▸ Problem details
Output the whole listing below. Keep it exact.

▸ Provided records
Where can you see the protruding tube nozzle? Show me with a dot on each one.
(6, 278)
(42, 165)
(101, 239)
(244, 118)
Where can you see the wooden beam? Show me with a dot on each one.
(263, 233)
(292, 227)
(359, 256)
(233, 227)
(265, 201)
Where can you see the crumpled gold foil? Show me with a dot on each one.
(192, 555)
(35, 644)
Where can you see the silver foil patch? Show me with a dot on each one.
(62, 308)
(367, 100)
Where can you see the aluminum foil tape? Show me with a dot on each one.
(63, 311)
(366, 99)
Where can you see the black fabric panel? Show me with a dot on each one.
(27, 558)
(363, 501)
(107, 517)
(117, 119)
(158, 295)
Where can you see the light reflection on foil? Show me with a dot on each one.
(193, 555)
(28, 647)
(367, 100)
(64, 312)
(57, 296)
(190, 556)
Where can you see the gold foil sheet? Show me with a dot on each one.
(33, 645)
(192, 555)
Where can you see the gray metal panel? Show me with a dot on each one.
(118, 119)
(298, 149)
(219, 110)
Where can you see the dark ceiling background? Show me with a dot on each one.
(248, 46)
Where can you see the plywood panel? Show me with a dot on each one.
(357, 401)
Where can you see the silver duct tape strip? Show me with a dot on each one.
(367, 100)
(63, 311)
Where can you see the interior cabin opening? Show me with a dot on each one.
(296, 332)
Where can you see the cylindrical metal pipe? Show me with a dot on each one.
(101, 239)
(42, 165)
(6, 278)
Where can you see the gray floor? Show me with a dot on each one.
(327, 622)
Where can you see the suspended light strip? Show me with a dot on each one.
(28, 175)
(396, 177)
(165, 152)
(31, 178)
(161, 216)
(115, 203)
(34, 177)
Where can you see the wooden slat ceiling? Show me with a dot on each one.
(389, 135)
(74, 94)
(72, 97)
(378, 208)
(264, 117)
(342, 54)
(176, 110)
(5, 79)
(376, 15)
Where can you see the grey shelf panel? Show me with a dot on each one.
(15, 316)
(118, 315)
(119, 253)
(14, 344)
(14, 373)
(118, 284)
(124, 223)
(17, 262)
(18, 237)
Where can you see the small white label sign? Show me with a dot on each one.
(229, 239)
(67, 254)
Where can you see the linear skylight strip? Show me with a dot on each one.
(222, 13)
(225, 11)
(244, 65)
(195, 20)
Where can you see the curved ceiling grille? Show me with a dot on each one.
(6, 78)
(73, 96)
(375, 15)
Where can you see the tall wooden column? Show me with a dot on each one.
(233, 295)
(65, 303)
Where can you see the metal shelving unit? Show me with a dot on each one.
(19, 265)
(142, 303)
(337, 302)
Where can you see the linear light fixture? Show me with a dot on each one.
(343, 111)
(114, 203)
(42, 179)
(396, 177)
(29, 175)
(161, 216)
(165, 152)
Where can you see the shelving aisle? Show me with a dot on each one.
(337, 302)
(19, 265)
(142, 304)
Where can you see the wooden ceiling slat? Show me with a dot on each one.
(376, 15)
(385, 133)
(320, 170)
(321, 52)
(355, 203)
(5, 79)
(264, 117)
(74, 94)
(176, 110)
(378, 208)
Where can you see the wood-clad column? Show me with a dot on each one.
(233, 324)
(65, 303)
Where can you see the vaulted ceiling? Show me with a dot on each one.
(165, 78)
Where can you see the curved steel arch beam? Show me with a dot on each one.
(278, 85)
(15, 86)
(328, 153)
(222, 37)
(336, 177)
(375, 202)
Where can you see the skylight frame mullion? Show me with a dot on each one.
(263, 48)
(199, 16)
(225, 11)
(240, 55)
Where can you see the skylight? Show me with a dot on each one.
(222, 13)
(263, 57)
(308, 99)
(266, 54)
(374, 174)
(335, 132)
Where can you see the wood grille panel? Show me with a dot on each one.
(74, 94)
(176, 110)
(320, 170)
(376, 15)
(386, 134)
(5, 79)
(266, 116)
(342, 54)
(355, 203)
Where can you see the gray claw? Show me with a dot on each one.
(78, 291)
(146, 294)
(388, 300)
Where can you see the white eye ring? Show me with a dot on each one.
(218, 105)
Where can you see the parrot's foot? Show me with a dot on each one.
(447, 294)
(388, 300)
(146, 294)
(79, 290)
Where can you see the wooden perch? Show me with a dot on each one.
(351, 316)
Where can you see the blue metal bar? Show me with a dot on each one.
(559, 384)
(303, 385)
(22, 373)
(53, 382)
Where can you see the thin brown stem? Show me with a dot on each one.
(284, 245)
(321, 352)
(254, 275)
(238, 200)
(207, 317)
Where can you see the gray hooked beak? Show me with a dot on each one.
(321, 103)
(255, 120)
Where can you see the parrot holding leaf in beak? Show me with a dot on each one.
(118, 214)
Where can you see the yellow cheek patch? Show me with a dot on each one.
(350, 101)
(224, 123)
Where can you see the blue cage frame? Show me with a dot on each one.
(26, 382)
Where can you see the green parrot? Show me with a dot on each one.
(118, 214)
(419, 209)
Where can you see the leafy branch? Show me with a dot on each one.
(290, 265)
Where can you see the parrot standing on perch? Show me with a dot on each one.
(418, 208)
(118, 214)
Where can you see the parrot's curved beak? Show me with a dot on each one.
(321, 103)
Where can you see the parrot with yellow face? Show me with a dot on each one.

▸ Result of the task
Where can you see the protruding tube nozzle? Show me with a dot on each one.
(6, 278)
(42, 165)
(101, 239)
(244, 118)
Where can you see the wooden beam? Show me with a dot on each one.
(263, 233)
(292, 227)
(359, 256)
(233, 227)
(265, 201)
Where can you see the crumpled gold foil? Show me with a dot on each one.
(192, 555)
(35, 644)
Where can you see the silver foil patch? Show me with a dot on each one.
(62, 308)
(367, 100)
Where can you see the aluminum foil tape? Show me with a dot on each one.
(63, 311)
(366, 99)
Where can you see the black fabric panel? Show me with a dot on each one.
(27, 558)
(363, 501)
(107, 517)
(117, 119)
(158, 295)
Where can you see the light reflection on foil? Show me with a dot on each one.
(193, 555)
(28, 647)
(367, 100)
(64, 312)
(57, 296)
(190, 556)
Where can you see the gold foil sheet? Show me with a dot on each one.
(33, 645)
(192, 555)
Where can you see the gray metal panel? Show me with a dot on each one.
(118, 119)
(298, 149)
(219, 110)
Where can you see the dark ceiling background? Show me with a dot on each one.
(248, 46)
Where can you see the plywood panel? Show me with a dot on each one.
(357, 401)
Where can you see the silver duct tape strip? Show me with a dot on each one.
(367, 100)
(63, 311)
Where can you see the interior cabin opening? Show me with a dot on each one.
(296, 332)
Where can you see the cylindrical metal pipe? Show me with a dot on each one.
(101, 239)
(42, 165)
(6, 278)
Where can you see the gray floor? Show me with a dot on each one.
(327, 622)
Where can you see the suspended light strip? Show me with a dot on each one.
(28, 175)
(396, 177)
(165, 152)
(31, 178)
(161, 216)
(115, 203)
(34, 177)
Where can you see the wooden slat ceiling? Show me with a dot on each one.
(389, 135)
(74, 94)
(72, 97)
(378, 208)
(264, 117)
(342, 54)
(176, 110)
(5, 79)
(376, 15)
Where can you see the grey shelf panel? Show me with a dot on each one.
(15, 316)
(118, 315)
(119, 253)
(14, 344)
(14, 373)
(118, 284)
(124, 223)
(17, 262)
(18, 237)
Where can you see the small white label sign? Show me with a dot on each one.
(229, 239)
(67, 254)
Where can you see the linear skylight strip? Show me with a dot on each one.
(222, 13)
(225, 11)
(244, 65)
(195, 20)
Where can you see the curved ceiling grille? Show me with a dot on each one.
(6, 78)
(73, 96)
(375, 15)
Where can you see the tall wooden column? Show me with a dot on each one.
(233, 295)
(65, 303)
Where can you see the metal shelving unit? Show me with a dot on each one.
(19, 265)
(142, 303)
(337, 302)
Where can you see the linear light fixture? Show me with a dot on each one.
(343, 111)
(114, 203)
(42, 179)
(396, 177)
(29, 175)
(161, 216)
(165, 152)
Where can you see the shelving aisle? Show me with a dot on each one.
(337, 302)
(19, 265)
(142, 304)
Where can you see the wooden ceiling slat? Show me with a dot on each one.
(376, 15)
(385, 133)
(320, 170)
(321, 52)
(355, 203)
(5, 79)
(264, 117)
(74, 94)
(176, 110)
(378, 208)
Where can you see the wood-clad column? Show me with a dot on each one.
(233, 324)
(65, 303)
Where can you see the vaulted ceiling? Show me with a dot on each one.
(165, 78)
Where can you see the curved steel arch beam? Show me with a dot on each one.
(278, 85)
(15, 86)
(328, 153)
(222, 37)
(336, 177)
(375, 202)
Where can you see the skylight frame mullion? Show me with a dot on each one.
(263, 48)
(199, 16)
(225, 11)
(240, 55)
Where can you see the skylight? Show me with a dot on each one.
(222, 13)
(263, 57)
(308, 99)
(266, 54)
(374, 174)
(335, 132)
Where can you see the wood grille panel? Show me with a dot on each one.
(74, 94)
(176, 110)
(320, 170)
(376, 15)
(386, 134)
(5, 79)
(266, 116)
(342, 54)
(355, 203)
Where can you see the gray claw? Show me with a dot on each one.
(78, 291)
(146, 294)
(388, 300)
Where can you see the white eye ring? Show me with a dot on each one.
(218, 105)
Where can you see the parrot's foot? Show me with a dot on each one.
(447, 294)
(388, 300)
(146, 294)
(79, 290)
Where can you see the wooden perch? Show me with a dot on each one.
(351, 316)
Where can you see the blue metal bar? Show me with a dot on each one.
(559, 384)
(303, 385)
(22, 373)
(53, 382)
Where can you see the thin brown stem? Show me with a dot on each one.
(284, 245)
(321, 352)
(254, 275)
(238, 200)
(207, 317)
Where can you see the gray hooked beak? Show me with a dot on each one.
(321, 103)
(255, 120)
Where can you see the parrot holding leaf in beak? Show me with a dot on each one.
(118, 214)
Where can you see the yellow cheek patch? Show me with a dot on each one.
(350, 101)
(224, 123)
Where can you see the blue cage frame? Show me with a dot on each one.
(26, 382)
Where can you see the green parrot? Show me with a dot on each one.
(118, 214)
(419, 209)
Where can you see the leafy branch? Show me with a dot on each one.
(290, 265)
Where can you see the parrot standing on perch? Show me with a dot on each one.
(418, 208)
(118, 214)
Where can you see the parrot's curved beak? Show me with a dot on each one.
(321, 103)
Where can you see the parrot with yellow face? Show me with a dot on each one.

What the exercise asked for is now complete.